>> BEGIN GIVEN RECORDS

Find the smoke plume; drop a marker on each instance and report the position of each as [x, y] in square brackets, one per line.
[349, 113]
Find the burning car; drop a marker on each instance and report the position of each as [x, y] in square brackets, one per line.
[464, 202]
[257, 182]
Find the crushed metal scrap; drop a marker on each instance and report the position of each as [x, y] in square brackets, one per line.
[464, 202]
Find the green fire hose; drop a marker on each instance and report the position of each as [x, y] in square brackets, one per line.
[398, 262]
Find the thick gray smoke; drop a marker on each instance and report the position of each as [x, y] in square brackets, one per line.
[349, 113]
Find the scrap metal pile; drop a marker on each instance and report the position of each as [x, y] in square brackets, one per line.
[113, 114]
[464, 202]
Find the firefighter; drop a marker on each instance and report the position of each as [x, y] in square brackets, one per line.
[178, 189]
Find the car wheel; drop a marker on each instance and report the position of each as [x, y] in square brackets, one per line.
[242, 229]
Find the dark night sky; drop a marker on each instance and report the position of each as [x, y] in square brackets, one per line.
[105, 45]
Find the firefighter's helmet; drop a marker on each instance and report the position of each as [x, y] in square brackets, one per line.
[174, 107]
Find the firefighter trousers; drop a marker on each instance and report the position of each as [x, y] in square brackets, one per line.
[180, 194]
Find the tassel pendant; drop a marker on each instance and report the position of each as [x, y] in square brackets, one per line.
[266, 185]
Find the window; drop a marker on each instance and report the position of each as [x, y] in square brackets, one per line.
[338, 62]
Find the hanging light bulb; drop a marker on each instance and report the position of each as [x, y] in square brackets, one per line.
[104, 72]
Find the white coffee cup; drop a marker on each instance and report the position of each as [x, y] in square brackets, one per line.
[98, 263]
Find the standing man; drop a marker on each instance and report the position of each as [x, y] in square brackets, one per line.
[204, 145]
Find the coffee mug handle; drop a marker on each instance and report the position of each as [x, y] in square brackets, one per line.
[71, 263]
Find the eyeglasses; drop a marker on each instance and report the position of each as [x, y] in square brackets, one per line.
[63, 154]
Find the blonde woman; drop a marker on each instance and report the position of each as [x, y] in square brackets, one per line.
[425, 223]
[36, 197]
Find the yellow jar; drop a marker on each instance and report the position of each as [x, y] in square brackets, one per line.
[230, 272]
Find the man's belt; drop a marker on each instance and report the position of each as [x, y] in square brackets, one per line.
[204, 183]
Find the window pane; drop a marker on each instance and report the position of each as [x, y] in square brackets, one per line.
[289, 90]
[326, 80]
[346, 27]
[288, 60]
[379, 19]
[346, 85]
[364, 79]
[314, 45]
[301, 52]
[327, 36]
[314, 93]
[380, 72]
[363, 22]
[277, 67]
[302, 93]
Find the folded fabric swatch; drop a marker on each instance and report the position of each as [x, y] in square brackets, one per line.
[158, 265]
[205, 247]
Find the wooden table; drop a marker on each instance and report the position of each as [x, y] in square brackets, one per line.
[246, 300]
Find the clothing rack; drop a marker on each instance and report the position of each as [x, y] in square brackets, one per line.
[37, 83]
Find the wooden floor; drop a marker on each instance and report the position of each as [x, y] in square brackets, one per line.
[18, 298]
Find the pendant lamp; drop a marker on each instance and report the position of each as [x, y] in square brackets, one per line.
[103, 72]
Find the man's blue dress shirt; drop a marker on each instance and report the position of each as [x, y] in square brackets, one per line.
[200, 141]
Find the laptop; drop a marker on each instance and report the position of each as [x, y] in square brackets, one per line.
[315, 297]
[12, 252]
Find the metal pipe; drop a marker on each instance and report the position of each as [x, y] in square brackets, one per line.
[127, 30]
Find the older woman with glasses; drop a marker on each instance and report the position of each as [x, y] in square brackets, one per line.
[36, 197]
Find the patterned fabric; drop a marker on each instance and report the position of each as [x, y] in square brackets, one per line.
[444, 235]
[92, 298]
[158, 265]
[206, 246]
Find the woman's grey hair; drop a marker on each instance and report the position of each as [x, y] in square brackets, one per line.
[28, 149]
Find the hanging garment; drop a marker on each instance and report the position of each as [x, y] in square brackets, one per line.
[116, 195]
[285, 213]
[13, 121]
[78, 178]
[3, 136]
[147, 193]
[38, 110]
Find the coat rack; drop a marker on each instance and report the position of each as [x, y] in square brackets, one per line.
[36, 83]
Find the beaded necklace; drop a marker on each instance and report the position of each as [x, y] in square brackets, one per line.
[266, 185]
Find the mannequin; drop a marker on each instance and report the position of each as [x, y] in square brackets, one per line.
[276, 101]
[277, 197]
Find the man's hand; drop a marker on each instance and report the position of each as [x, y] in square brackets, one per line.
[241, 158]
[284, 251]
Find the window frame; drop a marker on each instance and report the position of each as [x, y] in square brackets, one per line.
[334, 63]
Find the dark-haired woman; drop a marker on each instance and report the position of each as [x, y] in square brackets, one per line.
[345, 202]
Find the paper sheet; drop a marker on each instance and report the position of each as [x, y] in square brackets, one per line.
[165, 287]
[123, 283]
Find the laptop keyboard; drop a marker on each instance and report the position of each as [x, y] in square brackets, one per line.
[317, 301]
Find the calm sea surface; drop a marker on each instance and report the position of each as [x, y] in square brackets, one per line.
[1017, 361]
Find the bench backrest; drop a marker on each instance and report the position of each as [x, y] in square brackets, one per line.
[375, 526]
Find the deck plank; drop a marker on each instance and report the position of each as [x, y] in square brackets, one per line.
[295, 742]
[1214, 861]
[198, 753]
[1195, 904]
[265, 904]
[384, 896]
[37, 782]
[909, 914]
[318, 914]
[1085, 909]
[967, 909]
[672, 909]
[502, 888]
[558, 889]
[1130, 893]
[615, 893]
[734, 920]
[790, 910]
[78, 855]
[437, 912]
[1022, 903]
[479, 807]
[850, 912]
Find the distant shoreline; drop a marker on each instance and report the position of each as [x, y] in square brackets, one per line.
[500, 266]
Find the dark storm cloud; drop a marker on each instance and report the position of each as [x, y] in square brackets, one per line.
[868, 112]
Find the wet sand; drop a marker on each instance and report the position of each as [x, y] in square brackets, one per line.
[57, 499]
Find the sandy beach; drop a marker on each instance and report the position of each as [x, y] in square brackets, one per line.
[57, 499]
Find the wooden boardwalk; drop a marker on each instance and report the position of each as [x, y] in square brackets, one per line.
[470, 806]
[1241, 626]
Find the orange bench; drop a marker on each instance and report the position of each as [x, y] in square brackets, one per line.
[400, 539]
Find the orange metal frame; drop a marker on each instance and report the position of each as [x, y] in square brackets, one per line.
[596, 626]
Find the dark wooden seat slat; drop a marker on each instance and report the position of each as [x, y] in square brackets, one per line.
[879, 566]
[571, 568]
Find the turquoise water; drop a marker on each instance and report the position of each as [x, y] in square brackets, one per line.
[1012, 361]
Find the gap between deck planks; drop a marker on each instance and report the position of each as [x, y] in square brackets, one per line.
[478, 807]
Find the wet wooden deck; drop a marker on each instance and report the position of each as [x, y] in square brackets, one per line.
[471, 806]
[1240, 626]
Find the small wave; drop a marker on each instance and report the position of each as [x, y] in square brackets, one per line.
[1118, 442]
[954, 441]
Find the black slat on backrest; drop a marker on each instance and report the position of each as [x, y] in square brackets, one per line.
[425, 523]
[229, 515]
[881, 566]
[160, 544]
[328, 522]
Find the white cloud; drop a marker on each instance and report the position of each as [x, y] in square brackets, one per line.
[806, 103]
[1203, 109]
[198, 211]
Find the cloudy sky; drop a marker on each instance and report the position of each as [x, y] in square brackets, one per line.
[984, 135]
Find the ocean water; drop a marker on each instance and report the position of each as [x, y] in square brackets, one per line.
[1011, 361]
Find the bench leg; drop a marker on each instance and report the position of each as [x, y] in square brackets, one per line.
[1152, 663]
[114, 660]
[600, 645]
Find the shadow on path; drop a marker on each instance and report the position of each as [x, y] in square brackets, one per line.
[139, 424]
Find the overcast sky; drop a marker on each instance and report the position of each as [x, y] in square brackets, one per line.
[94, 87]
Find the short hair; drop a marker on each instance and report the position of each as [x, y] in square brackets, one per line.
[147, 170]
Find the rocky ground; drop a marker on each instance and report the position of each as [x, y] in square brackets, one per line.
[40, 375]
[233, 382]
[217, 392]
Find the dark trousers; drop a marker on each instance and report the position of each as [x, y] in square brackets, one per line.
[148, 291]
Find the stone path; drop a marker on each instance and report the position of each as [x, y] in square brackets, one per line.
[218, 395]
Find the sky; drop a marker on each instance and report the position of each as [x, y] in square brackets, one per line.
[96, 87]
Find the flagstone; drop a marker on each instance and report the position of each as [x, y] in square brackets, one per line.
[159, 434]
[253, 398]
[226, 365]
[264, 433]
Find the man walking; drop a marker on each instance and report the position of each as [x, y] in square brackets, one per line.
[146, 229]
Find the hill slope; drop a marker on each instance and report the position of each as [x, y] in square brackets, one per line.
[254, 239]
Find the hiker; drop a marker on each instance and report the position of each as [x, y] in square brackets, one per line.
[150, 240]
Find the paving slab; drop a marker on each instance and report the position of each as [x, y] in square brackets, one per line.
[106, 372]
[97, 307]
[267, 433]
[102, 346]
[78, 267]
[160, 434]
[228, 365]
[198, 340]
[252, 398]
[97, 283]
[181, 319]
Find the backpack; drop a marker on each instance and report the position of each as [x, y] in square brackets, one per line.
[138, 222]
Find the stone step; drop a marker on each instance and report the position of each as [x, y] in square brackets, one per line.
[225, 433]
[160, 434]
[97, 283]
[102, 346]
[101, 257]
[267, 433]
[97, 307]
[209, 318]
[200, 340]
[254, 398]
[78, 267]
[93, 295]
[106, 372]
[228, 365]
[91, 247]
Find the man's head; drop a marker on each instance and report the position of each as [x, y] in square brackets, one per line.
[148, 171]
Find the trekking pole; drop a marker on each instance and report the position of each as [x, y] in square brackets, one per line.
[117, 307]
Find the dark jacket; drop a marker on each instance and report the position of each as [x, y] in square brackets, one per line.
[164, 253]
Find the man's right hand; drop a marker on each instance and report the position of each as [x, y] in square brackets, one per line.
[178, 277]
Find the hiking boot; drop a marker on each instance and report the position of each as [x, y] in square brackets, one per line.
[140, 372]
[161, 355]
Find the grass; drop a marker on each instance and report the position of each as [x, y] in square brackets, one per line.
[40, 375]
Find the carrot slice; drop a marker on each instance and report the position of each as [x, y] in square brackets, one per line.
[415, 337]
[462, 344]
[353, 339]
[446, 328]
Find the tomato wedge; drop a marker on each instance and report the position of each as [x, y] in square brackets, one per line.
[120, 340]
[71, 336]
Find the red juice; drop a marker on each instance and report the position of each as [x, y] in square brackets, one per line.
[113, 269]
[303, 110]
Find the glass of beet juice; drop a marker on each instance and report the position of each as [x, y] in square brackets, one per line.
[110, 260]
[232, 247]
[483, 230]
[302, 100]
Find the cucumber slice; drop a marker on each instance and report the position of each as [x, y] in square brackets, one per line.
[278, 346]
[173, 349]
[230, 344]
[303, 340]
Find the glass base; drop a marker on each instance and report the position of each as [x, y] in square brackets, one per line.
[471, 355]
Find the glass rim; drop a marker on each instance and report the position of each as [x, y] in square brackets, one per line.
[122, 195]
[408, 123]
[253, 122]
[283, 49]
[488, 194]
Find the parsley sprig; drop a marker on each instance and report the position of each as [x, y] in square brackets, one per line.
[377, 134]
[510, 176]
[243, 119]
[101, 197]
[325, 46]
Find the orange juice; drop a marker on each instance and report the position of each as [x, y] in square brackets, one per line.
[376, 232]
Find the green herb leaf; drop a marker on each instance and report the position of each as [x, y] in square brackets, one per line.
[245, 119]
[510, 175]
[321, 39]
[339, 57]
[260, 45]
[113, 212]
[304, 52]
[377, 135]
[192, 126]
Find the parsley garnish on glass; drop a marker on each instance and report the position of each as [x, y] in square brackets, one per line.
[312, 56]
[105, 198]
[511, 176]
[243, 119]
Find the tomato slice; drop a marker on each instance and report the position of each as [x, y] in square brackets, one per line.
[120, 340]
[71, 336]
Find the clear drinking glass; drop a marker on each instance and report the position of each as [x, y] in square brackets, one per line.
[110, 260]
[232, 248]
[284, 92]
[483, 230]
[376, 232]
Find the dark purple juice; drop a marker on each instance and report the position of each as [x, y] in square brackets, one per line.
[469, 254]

>> END GIVEN RECORDS

## THE REQUEST
Repeat only the stretch of lines that opens with the line containing "Find the glass base;" and closes with the final line of the entries, both included, exactly as written.

## TASK RESPONSE
Find the glass base; drop a marker on each instance and report the position of each as [x, y] in square brackets, one per line.
[471, 355]
Find the glass rim; drop a marker on each instance and report the position of each as [x, y] in square brackets, one per line.
[122, 195]
[408, 123]
[253, 122]
[283, 49]
[488, 194]
Find the parsley sprig; drop a marker on each instance and report the position of each as [x, y] in square brackets, one per line.
[377, 134]
[510, 176]
[243, 119]
[101, 197]
[325, 46]
Find the orange juice; drop a marker on each instance and report the position of each as [x, y] in square brackets, one per line.
[376, 232]
Find the green herb leaf; drop a marker on each instance and report the position of each as [x, y] in square brackets, one per line.
[245, 119]
[510, 175]
[321, 39]
[339, 57]
[260, 45]
[113, 212]
[304, 52]
[377, 135]
[192, 126]
Find the parsley garnish on glass; drop a marker on each instance and report the position of each as [x, y] in square brackets, one per line.
[312, 56]
[105, 198]
[511, 176]
[243, 119]
Find the tomato slice; drop a marker on each instance and report the position of each as [x, y] in square brackets, one per line.
[120, 340]
[71, 336]
Find the clear drinking glass; drop a marker on each instance and report the position of each as [x, y] in square brackets, one per line.
[110, 260]
[232, 248]
[284, 92]
[483, 230]
[376, 232]
Find the dark purple juice; drop a marker on each instance and report the position of each as [x, y] in square brackets, one per line.
[469, 254]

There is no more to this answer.